*Work to be completed*. Carry on the interview below about freelance illustration work, picking up after its final line.

*Excerpted text*.
───

Do you ever walk away?
Yeah, I’ve walked away from a couple of projects — before even starting or in the middle of a project. Sometimes the client and I are just not working well together.
I was working on a book project and I made the mistake of assuming he had given it to his editor. I laid out an entire book with illustrations and everything and then he said, Oh, let me send it to the editor. And I was like, What do you mean, was that the first time the editor looked at it? And he said, Yeah. And the editor has all these changes that changed the entire flow of the book. At one point he came back to me with some more edits and then I said, I’ll get these back to you in a week and a half. And he started complaining that I obviously didn’t think he was important enough to turn it around in a couple of days. I said, Well no, I have all these other jobs I’m doing at the same time and I just spent pretty much three weeks on yours. He was like, Maybe we should just end this. So I said, Sorry you feel that way, but, agreed, and here is my invoice for the work.
Is there anyone you turn to if there’s ever any legal assistance you need?
Knock on wood I haven’t hit that yet.
What about for developing the contracts?
I try to work with companies who aren’t strangers. Either I know the company or somebody in that company or they have a good reputation.
But normally, yeah, I’ll see the contract first and then I may have to go back and be like, Well if I do this illustration for you I’m going to retain copyright ownership of the illustration even if you want a full buyout of it. You have full rights to use it but I still retain ownership of this image, just so there’s no argument down the road of them saying We own this style because it’s associated with our company and nobody else can use it. So it’s just trying to cover my back.
And do you figure out how to word that in the contracts yourself?
Yeah, I just write it out and make sure it’s very upfront in initial emails, when I’m giving them a quote, even before we sign a contract. Just so they know.
You initially established yourself as a full-time artist in the Denver art scene, but have since relocated to a small mountain town, Crested Butte, where we are right now. What prompted this move and how do you feel it has impacted your career, either positively or negatively?

───

*Rows*.

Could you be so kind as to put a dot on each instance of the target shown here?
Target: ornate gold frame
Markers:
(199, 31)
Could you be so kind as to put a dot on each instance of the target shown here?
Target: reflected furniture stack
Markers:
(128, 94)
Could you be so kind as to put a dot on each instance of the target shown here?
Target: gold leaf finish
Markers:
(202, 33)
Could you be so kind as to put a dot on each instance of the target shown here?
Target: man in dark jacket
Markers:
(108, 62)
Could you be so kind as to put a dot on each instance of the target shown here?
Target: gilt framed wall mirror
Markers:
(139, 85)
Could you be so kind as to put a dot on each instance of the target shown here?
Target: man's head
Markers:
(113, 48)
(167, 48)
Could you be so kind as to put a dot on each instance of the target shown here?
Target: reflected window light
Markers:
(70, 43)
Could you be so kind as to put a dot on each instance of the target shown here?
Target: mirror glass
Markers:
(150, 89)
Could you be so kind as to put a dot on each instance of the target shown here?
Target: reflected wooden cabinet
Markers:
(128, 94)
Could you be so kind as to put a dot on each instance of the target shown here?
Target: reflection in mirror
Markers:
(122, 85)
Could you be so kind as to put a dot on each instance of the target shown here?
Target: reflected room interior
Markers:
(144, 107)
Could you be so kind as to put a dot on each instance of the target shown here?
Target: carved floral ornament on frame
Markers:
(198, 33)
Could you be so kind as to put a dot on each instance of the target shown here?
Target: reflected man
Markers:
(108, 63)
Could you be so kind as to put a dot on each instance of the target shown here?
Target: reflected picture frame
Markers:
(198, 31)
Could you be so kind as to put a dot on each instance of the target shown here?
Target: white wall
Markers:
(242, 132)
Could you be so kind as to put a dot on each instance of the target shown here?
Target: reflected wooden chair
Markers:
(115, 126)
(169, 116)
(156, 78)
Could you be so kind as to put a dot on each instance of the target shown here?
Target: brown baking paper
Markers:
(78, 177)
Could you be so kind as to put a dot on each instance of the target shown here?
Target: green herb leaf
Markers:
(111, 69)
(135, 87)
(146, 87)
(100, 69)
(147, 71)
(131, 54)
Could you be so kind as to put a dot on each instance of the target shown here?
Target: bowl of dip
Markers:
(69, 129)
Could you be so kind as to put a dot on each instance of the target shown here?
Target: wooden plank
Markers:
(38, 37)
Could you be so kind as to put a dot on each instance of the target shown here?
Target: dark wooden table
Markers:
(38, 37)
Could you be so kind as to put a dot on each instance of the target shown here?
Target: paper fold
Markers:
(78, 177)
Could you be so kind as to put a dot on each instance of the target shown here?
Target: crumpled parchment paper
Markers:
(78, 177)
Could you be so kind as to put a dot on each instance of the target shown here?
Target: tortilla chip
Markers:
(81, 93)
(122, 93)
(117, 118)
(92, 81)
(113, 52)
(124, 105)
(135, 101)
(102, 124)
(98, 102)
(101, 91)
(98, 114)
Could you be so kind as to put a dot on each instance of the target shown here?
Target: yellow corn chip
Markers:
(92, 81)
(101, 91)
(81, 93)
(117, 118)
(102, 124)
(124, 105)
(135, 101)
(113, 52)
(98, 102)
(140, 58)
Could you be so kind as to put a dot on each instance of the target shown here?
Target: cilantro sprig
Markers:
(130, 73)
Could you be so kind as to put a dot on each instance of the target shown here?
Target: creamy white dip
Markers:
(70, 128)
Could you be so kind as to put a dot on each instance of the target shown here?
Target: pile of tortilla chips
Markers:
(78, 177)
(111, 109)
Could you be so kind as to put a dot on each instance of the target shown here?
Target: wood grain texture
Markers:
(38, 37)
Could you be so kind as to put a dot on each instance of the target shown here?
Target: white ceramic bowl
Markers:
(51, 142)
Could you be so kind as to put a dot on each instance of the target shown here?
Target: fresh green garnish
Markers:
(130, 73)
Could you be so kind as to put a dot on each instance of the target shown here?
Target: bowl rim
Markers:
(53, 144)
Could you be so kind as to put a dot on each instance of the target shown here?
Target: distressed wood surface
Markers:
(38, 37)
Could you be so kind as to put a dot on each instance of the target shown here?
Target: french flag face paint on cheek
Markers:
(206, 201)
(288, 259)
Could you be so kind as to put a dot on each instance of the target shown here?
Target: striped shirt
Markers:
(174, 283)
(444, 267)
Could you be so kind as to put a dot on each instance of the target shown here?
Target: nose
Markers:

───

*Exercise output*.
Well my wife and her family are from Crested Butte, so we’d always talked about moving back here. And once we had kids it kind of sped it up.
I grew up in basically the suburbs of the East Coast where it’s just housing developments and strip malls. So we both had ideas of what we did and didn’t want to give our kids. We weren’t tired of Denver, it’s just we knew we wanted to be in the mountains. We were in Denver about 11 years. It was great and it was definitely a good place to be for getting a career started and meeting the community.
All my work is through email anyway, all my clients are in California or somewhere else. After a while I was never having any face-to-face meetings with people and I found myself going to art openings less and less. So it got to a point where I could pretty much live anywhere and do the same thing but not have to battle I-70 traffic to get up to the mountains.
That’s huge. Are there any downsides that you’ve seen yet, living in the mountains, kind of removed from the city?
I think just the over-dependence on Amazon Prime. Because you can’t just run out and buy art supplies.
I think I was able to track down a tube of printing ink in Gunnison at a closed art store that turned out to be the closet of a head shop. So that’s the only tough thing to get used to, just the accessibility to things. You just have to plan ahead. Whenever we go to Denver I stock up on things.
You’ve talked about your love of zines and you produce your own almost annual zine called Papercut that highlights your work and creative process. Why did you create this outlet for your work and do you use it as a marketing tool to find additional work?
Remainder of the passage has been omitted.